> [SET TASK]
Can you repeat, word for word, the part of the Neil W. Garrod biography from "Neil W. Garrod" to "of Glasgow, Scotland."?

> [EXCERPT]
---*---
Neil W. Garrod is a British academic.

He has published in the fields of mathematical programming, accounting, financial analysis and higher education policy (Challenging Boundaries, 2010). He graduated from the University of Manchester Institute of Science and Technology (UMIST) with a B.Sc. in Management Sciences and a Ph.D. In Operations Research. He has held lecturing posts in the University of Wales, Aberystwyth; Union College, Schenectady, New York; University of Wales, Bangor; University of Glasgow, Scotland.

He was Dean of the Faculty of Law and Financial Studies at the University of Glasgow before taking the position of Executive Dean of the Faculty of Commerce, Law and Management at the University of the Witwatersrand in Johannesburg, South Africa. He has held Deputy Vice-Chancellor positions at Thames Valley University and the University of Greenwich as well as Executive Director of Enterprise and Civic Engagement at Glyndwr University and was Director of the Higher Colleges of Technology (HCT) in Al Ain in the United Arab Emirates. He is currently Deputy Vice-Chancellor at the Central University of Technology, Bloemfontein, South Africa.
---*---
[Extracted data entries]

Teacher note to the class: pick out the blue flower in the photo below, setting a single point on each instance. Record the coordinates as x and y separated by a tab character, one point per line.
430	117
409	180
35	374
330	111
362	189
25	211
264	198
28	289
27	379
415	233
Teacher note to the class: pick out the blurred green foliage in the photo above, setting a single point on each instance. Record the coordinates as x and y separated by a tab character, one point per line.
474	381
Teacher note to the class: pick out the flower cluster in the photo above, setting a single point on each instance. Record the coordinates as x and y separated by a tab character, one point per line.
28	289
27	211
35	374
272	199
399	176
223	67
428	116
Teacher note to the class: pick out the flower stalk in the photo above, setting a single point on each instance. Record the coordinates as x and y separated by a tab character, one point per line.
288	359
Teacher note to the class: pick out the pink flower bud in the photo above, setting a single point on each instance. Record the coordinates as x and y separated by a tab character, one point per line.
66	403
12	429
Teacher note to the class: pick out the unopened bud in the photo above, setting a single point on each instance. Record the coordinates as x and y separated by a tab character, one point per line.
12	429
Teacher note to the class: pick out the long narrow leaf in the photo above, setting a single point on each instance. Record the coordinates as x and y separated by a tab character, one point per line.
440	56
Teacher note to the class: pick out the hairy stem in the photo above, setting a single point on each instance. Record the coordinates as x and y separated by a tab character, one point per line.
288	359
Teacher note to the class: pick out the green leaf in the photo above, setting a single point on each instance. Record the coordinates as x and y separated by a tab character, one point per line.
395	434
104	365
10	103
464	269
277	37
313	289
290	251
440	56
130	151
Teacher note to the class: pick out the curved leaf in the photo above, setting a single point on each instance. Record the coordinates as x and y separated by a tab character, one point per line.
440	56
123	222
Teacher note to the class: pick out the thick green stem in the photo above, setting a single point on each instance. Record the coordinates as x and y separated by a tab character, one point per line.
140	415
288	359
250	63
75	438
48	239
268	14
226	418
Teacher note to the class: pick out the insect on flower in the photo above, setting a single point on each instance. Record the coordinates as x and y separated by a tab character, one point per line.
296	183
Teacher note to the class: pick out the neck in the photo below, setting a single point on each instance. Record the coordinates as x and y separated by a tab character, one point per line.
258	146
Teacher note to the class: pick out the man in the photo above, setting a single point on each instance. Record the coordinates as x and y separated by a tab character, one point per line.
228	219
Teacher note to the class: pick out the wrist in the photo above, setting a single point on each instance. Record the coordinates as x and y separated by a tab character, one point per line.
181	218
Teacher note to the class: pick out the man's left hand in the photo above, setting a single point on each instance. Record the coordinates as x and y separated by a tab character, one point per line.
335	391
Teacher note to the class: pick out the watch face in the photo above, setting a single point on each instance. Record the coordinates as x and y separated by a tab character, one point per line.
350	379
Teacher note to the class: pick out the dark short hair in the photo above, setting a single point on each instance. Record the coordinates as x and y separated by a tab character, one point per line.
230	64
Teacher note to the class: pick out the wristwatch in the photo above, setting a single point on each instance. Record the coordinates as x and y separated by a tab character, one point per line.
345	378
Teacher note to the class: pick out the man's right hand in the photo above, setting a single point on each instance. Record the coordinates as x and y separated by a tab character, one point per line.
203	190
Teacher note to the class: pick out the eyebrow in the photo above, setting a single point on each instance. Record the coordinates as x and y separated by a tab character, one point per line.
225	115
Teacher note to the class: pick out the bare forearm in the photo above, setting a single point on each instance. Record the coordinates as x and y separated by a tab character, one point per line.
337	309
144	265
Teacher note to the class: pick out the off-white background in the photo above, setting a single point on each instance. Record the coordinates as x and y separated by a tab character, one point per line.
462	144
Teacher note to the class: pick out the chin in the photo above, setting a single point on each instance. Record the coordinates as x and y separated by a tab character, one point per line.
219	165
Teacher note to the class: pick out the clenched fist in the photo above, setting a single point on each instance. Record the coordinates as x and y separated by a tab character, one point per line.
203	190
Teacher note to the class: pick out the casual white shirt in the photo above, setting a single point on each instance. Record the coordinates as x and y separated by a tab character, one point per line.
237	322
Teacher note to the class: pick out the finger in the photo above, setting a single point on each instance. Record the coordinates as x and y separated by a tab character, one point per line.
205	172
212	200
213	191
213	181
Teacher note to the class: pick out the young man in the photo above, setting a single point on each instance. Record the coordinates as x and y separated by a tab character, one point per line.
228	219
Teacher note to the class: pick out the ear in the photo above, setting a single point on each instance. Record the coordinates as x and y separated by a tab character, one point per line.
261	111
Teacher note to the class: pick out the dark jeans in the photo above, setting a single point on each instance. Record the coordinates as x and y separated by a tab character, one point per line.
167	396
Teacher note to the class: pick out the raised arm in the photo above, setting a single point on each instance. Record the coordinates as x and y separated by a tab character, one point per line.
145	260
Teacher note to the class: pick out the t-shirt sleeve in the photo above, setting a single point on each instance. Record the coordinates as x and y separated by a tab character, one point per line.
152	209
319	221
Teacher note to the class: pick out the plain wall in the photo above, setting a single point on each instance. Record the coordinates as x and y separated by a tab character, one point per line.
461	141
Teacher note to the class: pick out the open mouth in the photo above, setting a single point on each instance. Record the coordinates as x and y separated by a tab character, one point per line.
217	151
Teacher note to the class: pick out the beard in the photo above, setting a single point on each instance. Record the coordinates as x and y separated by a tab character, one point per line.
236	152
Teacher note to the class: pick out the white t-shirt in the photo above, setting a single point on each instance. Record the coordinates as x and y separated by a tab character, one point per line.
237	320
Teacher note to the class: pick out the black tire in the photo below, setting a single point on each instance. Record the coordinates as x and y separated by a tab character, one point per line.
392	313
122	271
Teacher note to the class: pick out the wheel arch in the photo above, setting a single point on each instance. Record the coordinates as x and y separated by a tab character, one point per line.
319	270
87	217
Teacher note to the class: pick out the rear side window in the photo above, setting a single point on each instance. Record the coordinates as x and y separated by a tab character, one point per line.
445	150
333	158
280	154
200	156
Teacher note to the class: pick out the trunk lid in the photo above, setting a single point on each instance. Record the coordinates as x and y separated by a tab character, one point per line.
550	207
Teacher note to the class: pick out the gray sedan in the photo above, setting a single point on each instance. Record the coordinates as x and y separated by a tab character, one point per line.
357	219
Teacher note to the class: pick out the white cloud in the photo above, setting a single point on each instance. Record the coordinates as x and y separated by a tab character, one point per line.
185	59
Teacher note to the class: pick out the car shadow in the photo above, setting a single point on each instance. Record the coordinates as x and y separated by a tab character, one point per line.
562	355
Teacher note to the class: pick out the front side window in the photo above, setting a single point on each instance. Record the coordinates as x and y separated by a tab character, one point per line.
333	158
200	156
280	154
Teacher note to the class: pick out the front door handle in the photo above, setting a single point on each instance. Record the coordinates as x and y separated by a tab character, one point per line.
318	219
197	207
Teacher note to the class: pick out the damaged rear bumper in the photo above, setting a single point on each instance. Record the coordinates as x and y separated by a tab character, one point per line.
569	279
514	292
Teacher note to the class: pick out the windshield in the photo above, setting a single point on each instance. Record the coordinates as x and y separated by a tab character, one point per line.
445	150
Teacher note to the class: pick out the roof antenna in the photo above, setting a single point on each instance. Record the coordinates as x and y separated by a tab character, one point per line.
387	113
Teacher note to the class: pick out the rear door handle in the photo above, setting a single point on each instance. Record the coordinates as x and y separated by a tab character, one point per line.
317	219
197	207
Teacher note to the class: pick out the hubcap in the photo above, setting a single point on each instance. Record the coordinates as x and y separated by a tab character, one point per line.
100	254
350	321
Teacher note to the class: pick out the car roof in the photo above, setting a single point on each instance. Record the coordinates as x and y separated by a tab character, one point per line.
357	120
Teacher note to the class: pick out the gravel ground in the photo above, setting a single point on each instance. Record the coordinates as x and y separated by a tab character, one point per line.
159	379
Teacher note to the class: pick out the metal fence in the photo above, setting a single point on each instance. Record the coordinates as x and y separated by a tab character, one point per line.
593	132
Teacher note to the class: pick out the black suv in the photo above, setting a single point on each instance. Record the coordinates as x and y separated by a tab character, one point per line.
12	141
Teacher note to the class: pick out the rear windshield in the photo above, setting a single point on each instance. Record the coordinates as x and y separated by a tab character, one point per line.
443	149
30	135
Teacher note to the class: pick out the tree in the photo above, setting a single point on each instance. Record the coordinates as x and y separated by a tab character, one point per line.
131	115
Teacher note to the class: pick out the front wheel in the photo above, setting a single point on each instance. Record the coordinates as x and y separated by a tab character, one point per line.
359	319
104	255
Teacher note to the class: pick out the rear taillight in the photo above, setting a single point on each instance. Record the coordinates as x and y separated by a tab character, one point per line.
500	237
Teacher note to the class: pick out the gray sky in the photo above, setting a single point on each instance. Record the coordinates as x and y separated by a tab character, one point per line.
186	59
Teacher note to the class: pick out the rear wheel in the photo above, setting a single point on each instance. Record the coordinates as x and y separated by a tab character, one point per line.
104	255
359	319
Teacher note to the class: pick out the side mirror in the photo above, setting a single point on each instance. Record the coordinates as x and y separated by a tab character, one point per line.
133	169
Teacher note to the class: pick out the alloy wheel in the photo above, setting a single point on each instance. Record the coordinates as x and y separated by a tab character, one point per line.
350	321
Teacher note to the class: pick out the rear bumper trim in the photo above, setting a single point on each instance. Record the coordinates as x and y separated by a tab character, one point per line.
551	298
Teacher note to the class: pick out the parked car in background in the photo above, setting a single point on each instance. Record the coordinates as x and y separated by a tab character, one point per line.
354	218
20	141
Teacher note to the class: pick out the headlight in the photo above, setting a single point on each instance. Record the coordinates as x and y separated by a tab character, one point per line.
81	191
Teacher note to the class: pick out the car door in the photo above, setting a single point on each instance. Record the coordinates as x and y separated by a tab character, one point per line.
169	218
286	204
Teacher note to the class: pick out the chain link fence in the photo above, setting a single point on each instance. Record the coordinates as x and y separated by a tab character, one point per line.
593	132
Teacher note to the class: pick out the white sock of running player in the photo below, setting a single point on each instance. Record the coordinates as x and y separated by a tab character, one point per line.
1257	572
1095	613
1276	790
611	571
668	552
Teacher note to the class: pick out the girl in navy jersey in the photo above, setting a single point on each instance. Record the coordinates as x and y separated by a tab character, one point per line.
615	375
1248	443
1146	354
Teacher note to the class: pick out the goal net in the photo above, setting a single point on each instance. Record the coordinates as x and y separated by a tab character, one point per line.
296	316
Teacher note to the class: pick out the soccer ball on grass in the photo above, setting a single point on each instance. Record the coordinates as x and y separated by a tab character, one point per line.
---*---
> [REPLY TO THE EXERCISE]
Neil W. Garrod is a British academic.

He has published in the fields of mathematical programming, accounting, financial analysis and higher education policy (Challenging Boundaries, 2010). He graduated from the University of Manchester Institute of Science and Technology (UMIST) with a B.Sc. in Management Sciences and a Ph.D. In Operations Research. He has held lecturing posts in the University of Wales, Aberystwyth; Union College, Schenectady, New York; University of Wales, Bangor; University of Glasgow, Scotland.